* EXTRAIT DU DOCUMENT

★ ★ ★ ★ ★ ★ ★

Il y a exactement cinq ans, le leader du marché BNP Paribas Fortis a baissé le taux d'intérêt des comptes d'épargne au minimum légal de 0,11 %. D'autres banques ont rapidement suivi le mouvement. Ce qui était initialement considéré comme un phénomène temporaire est toujours la norme cinq ans plus tard. À l'exception de quelques casseurs de prix, la majorité des comptes d'épargne belges offrent depuis des années ce taux minimum légal de 0,11 %.
Ainsi, avec 1.000 euros placés sur votre compte d'épargne, vous êtes passé en cinq ans à peine à 1.006 euros. À titre de comparaison: si vous avez rempli un caddie de supermarché de 1.000 euros il y a cinq ans, l'augmentation du coût de la vie fait que vous paieriez aujourd'hui 1.074 euros pour le remplir avec le même contenu. Le rendement de votre compte d'épargne est donc loin d'être suffisant pour maintenir votre pouvoir d'achat. Et ce n'est pas fini. Au contraire, alors qu'il n'existe aucune perspective de hausse des taux des comptes d'épargne, l'inflation semble reprendre vigueur.

★ ★ ★ ★ ★ ★ ★

* DONNÉES FOURNIES
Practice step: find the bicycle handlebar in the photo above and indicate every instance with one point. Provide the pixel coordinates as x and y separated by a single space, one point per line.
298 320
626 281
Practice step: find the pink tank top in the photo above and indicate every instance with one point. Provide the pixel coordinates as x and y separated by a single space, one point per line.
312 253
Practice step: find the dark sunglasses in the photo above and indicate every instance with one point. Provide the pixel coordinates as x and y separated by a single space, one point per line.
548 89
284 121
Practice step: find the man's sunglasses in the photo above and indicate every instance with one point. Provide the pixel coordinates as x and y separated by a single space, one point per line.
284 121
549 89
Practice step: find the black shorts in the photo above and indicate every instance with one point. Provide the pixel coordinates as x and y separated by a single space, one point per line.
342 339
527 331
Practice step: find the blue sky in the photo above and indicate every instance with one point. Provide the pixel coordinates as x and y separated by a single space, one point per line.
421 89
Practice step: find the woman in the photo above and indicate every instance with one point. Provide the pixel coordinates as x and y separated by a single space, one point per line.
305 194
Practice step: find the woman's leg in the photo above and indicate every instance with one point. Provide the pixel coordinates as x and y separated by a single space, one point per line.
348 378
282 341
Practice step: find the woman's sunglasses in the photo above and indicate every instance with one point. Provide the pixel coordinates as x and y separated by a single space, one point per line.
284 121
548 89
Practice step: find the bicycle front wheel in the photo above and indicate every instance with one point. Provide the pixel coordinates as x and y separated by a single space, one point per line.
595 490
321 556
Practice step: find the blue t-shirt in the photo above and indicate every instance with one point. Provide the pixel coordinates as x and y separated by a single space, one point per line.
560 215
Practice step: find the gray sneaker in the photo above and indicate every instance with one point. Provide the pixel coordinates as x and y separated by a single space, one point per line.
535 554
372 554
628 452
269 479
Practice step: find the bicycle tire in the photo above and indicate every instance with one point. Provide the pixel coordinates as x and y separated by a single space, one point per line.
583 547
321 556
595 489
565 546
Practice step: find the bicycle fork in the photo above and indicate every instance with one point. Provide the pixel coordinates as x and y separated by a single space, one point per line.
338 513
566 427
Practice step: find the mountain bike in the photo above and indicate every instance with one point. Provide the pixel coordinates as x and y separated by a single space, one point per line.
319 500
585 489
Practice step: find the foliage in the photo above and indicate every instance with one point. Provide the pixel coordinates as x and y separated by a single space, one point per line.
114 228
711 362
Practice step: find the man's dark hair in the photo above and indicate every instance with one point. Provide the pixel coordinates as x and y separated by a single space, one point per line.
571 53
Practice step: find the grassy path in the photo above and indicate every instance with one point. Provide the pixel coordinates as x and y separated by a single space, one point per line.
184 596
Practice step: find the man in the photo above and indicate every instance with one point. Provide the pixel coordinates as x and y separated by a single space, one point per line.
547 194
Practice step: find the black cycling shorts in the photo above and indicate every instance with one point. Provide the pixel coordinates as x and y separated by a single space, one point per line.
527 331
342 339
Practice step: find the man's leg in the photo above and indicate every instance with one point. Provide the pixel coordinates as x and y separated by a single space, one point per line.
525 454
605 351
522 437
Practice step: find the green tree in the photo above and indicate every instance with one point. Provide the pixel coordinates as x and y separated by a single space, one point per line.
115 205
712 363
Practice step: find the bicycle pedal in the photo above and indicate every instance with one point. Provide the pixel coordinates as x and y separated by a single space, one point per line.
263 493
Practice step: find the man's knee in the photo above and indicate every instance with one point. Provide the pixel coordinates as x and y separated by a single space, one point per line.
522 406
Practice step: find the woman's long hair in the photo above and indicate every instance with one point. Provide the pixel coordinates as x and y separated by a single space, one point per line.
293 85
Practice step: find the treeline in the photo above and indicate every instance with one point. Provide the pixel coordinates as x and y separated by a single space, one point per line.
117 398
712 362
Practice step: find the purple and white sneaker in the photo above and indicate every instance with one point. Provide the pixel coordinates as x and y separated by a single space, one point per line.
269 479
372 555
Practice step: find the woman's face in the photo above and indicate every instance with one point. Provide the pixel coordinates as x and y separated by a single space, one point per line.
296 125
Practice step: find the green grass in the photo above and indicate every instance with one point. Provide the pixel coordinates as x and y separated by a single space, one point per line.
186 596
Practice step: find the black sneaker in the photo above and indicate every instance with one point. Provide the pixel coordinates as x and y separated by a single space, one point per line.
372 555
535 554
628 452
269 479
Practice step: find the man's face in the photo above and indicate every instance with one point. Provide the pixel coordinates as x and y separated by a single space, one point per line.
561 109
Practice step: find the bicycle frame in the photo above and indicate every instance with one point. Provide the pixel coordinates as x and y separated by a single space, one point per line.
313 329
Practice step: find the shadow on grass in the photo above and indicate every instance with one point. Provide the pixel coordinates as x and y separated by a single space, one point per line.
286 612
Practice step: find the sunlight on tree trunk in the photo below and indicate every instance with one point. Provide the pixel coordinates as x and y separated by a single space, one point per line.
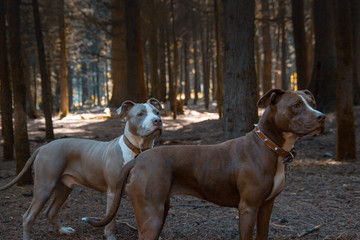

★ ★ ★ ★ ★ ★ ★

* CONSIGNES DE TRAVAIL
Répondez aux questions suivantes à partir du texte sur l'épargne :
(a) À quel taux BNP Paribas Fortis a-t-il baissé l'intérêt des comptes d'épargne il y a cinq ans ?
(b) Quelle somme obtient-on en cinq ans avec 1.000 euros placés sur un compte d'épargne ?
(c) Combien paierait-on aujourd'hui pour remplir un caddie qui coûtait 1.000 euros il y a cinq ans ?
Les données forment un matériau distinct du texte sur l'épargne.

* CORRIGÉ
(a) Au minimum légal de 0,11 %.
(b) 1.006 euros.
(c) 1.074 euros.